## [Input data]
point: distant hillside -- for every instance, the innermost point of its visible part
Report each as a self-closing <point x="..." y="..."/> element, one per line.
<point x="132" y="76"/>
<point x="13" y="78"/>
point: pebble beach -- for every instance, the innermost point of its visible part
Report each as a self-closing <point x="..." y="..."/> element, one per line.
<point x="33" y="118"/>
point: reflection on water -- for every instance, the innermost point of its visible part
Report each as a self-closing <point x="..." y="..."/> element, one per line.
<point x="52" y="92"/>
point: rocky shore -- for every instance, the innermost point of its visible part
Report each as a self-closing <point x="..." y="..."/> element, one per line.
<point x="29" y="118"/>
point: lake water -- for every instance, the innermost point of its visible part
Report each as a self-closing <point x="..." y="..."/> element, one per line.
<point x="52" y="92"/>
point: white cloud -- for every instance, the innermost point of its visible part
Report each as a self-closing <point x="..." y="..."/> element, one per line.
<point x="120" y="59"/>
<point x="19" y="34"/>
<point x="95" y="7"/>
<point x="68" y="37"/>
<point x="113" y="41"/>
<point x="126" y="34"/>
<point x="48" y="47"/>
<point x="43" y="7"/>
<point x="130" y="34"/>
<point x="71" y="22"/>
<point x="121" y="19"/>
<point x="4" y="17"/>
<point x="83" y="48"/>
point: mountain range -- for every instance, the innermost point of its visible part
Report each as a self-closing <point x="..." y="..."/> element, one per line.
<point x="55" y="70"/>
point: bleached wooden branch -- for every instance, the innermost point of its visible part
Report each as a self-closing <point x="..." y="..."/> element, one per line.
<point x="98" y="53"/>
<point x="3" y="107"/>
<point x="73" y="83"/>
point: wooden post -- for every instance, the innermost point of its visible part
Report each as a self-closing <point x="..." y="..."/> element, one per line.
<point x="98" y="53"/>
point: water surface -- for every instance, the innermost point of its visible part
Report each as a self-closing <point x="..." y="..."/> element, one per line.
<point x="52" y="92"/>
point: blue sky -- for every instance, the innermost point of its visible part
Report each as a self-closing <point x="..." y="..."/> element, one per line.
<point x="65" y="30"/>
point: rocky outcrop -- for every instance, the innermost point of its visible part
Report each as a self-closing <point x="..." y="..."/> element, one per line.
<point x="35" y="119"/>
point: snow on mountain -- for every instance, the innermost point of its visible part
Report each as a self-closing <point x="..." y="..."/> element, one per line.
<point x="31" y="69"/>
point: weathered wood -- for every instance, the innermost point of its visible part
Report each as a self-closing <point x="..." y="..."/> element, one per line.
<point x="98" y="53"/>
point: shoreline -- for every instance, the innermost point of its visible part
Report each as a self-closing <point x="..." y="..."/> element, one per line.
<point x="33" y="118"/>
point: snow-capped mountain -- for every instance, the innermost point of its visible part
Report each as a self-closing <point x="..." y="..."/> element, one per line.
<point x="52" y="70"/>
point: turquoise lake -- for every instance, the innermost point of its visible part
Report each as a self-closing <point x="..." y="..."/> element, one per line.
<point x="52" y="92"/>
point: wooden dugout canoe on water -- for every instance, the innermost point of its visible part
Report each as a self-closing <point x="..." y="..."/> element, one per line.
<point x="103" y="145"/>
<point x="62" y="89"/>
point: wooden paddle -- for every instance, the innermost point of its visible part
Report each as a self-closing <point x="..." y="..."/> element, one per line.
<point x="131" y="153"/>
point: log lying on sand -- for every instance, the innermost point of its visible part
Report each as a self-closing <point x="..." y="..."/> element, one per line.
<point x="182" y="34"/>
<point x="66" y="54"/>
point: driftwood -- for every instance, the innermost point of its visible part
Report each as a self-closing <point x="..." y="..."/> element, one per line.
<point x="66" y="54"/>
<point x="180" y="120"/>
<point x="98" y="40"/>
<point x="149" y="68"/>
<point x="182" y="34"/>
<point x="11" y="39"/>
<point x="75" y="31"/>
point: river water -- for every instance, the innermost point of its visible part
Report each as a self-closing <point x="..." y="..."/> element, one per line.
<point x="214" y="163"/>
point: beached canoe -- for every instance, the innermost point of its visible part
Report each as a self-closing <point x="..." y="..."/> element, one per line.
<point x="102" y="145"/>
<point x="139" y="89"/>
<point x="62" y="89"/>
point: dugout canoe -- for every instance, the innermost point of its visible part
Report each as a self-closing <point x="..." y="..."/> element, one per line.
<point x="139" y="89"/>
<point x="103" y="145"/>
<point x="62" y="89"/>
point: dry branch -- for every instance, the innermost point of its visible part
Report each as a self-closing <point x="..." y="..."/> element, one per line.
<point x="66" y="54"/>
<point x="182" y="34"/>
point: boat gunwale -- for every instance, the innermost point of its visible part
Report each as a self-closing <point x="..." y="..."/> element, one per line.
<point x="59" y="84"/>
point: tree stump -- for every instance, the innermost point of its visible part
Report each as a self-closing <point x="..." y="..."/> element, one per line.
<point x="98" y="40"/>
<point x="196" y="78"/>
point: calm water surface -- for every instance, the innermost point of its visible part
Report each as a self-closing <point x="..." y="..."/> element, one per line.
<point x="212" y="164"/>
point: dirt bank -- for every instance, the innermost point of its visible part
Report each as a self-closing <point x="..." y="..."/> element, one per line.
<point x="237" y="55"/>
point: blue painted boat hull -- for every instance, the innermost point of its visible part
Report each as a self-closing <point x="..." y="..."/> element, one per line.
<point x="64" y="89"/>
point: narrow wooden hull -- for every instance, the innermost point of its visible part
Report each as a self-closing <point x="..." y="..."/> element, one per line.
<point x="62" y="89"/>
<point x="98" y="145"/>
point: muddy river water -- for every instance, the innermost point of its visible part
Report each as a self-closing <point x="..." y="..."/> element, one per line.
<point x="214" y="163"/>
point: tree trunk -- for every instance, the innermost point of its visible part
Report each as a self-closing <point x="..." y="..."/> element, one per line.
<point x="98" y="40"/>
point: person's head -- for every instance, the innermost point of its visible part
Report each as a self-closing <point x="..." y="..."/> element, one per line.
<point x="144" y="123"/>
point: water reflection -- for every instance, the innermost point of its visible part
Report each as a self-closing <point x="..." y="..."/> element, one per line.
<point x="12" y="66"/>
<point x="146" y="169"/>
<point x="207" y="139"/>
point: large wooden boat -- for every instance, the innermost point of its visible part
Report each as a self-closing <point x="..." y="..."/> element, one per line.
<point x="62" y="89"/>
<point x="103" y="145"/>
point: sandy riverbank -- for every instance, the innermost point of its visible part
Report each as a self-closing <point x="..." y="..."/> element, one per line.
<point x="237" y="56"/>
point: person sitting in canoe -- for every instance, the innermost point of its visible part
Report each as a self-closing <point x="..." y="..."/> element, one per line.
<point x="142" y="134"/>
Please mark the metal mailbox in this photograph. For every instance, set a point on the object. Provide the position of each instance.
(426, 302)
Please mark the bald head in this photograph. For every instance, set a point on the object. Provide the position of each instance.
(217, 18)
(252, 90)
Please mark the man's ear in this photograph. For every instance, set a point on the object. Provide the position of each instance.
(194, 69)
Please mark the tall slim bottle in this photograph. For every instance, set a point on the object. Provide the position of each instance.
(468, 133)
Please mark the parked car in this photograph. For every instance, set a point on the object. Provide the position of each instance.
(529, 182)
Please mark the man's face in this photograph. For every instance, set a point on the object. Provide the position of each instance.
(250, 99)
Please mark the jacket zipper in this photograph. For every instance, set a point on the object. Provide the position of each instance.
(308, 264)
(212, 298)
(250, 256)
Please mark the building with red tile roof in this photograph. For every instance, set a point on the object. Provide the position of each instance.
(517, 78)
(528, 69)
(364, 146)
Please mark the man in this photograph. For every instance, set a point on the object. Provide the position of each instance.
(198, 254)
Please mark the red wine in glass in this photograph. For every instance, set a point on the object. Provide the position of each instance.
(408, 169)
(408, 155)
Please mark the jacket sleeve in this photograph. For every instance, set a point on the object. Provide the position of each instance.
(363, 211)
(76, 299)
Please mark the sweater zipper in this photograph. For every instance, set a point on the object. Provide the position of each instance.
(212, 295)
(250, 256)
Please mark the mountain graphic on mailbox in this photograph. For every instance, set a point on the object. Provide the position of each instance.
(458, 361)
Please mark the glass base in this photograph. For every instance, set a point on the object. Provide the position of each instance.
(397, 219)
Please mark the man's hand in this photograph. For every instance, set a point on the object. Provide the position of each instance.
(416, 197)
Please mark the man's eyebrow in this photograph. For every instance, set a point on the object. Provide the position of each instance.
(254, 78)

## [Task goal]
Up to and including the line that contains "point: white cloud", output the records above exactly, beginning with their first line.

## [Written solution]
point: distant hillside -- for every instance, the innermost point of its visible part
Report each as a self-closing <point x="..." y="..."/> element, one per line.
<point x="132" y="76"/>
<point x="13" y="78"/>
point: pebble beach -- for every instance, the innermost point of its visible part
Report each as a self-closing <point x="..." y="..."/> element, one per line.
<point x="33" y="118"/>
point: reflection on water -- for every instance, the innermost point of its visible part
Report each as a self-closing <point x="..." y="..."/> element, one per line.
<point x="52" y="92"/>
point: rocky shore -- for every instance, the innermost point of its visible part
Report each as a self-closing <point x="..." y="..."/> element, one per line.
<point x="29" y="118"/>
point: lake water -- for every instance, the innermost point of its visible part
Report each as a self-closing <point x="..." y="..."/> element, one per line.
<point x="52" y="92"/>
point: white cloud -- for every instance, the innermost point of its visible part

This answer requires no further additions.